Items from a data source:
⟨

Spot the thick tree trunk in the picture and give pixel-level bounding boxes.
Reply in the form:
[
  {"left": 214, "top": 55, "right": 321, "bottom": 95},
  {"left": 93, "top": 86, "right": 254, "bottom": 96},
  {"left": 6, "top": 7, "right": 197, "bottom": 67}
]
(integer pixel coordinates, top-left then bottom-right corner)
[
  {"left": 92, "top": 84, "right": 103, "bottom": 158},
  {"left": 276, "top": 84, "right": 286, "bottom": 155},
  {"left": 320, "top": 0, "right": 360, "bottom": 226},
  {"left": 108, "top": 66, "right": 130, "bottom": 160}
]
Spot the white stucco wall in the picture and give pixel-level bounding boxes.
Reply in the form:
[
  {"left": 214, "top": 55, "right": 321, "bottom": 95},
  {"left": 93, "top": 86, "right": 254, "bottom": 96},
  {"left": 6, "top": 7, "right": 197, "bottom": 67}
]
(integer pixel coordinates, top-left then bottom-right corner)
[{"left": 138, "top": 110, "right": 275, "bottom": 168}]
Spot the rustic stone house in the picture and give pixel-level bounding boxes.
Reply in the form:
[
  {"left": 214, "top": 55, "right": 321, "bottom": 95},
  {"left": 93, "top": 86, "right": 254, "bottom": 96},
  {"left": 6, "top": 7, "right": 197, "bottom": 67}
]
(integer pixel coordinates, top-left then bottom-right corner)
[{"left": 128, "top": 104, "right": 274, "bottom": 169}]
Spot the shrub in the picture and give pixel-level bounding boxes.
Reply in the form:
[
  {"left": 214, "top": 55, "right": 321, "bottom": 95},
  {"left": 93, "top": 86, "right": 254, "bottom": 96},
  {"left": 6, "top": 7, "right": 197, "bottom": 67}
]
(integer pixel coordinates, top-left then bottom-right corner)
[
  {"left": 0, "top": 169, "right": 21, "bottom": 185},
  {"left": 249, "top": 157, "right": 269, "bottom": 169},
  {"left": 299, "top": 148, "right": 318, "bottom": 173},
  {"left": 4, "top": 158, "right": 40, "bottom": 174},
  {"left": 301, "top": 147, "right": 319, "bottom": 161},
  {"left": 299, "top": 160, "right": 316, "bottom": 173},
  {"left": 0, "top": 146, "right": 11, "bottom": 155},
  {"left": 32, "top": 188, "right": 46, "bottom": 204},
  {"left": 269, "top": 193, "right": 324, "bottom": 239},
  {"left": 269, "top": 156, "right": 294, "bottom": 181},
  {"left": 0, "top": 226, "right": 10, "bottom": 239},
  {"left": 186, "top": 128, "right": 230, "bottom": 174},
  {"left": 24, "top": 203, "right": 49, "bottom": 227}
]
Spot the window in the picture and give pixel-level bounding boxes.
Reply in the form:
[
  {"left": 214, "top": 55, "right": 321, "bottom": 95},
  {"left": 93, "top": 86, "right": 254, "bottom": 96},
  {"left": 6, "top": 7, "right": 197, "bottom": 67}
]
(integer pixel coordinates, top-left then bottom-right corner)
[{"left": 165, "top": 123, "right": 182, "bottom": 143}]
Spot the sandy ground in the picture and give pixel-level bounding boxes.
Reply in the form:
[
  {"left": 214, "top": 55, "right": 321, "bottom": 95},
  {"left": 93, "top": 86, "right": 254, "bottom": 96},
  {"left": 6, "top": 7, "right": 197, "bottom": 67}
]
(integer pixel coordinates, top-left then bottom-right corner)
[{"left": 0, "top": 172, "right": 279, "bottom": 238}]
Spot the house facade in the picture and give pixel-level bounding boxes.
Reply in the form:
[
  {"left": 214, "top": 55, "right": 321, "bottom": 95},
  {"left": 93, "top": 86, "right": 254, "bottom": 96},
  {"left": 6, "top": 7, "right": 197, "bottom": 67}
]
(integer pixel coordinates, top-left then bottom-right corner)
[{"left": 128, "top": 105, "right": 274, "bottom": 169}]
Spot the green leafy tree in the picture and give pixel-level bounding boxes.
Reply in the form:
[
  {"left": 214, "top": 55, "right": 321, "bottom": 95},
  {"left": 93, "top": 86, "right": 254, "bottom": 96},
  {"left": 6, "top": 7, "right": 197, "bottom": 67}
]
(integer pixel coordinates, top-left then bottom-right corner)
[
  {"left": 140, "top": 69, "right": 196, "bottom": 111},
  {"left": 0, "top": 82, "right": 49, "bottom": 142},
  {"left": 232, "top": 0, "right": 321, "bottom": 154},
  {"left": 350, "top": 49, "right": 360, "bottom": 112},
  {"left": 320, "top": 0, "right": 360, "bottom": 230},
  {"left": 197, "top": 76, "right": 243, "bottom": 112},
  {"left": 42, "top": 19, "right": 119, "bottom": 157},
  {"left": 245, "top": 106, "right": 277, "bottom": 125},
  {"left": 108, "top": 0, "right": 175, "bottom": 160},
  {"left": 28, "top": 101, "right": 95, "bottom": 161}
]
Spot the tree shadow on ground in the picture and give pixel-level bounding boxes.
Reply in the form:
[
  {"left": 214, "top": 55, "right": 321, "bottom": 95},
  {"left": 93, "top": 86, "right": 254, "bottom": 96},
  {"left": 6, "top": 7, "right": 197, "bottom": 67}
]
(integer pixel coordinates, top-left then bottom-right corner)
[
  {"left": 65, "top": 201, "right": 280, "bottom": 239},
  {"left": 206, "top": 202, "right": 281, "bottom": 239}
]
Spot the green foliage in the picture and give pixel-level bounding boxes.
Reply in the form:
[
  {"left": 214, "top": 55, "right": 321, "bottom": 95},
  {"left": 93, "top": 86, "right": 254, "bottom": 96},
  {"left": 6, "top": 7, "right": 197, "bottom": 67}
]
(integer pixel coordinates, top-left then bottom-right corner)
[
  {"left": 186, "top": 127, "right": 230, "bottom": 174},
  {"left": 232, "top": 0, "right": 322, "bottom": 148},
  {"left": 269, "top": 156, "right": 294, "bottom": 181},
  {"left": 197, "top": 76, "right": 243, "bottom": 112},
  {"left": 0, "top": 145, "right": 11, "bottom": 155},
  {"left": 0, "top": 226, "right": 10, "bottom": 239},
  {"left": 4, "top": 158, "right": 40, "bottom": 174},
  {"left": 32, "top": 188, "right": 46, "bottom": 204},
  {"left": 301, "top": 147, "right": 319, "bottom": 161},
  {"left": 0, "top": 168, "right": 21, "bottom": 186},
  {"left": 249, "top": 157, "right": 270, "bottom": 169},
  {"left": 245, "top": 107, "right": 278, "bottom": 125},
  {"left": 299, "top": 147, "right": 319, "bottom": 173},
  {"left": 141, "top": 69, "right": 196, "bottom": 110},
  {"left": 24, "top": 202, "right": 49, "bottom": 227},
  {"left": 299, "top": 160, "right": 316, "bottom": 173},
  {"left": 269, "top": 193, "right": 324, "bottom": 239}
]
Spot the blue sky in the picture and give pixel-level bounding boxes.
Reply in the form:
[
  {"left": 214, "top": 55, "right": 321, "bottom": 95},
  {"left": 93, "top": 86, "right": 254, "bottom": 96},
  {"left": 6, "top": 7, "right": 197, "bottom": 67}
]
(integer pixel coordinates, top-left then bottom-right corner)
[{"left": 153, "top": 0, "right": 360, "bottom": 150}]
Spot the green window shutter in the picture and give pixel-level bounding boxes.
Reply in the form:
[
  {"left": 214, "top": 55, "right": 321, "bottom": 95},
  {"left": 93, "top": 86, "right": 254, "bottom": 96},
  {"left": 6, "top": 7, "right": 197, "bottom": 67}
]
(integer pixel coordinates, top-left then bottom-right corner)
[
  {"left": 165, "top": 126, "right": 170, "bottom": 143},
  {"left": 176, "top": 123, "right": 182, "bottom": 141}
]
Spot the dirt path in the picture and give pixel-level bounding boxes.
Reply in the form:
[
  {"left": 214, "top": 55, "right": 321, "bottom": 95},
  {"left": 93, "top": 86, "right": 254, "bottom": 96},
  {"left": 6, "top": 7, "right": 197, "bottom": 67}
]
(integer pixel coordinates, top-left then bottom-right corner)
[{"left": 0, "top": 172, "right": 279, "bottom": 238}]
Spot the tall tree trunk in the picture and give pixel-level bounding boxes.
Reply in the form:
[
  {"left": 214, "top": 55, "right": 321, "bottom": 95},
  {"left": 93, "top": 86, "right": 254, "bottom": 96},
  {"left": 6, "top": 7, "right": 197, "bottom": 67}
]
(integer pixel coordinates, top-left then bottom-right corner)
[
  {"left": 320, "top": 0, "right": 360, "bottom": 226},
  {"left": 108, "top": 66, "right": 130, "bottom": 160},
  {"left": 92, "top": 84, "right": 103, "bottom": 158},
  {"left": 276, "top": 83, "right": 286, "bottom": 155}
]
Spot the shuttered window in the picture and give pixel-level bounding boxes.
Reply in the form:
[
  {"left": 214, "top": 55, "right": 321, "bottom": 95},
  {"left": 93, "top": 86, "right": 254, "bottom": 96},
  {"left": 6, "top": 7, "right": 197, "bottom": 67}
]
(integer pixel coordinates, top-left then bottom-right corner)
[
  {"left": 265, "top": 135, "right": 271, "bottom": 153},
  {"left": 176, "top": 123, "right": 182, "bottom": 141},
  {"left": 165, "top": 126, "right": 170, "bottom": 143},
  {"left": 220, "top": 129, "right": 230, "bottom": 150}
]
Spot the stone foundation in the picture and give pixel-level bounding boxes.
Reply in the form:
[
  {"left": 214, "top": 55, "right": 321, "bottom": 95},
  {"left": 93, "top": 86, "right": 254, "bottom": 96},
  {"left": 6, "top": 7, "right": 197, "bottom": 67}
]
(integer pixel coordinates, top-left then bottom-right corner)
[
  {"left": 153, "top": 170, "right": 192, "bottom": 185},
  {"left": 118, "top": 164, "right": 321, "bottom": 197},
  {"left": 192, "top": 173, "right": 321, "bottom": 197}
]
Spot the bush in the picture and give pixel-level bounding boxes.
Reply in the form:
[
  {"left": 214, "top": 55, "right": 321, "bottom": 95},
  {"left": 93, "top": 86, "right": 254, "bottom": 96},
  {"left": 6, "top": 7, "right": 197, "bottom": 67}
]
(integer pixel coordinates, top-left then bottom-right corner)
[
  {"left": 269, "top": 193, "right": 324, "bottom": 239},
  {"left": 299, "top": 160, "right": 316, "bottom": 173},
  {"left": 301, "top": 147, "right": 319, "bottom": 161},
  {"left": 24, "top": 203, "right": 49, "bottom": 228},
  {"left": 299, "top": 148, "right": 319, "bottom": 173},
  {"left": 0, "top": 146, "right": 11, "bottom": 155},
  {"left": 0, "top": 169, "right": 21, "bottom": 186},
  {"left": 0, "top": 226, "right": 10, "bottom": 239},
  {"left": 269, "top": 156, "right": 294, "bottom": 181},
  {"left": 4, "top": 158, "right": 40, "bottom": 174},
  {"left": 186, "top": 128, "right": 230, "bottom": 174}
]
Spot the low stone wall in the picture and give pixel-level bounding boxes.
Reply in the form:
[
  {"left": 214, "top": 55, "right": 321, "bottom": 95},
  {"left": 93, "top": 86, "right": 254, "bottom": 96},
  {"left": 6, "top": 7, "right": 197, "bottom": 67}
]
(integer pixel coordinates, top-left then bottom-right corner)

⟩

• Aim of the exercise
How many lines in the items above contain the word "green"? Reply with only the number.

• Task result
3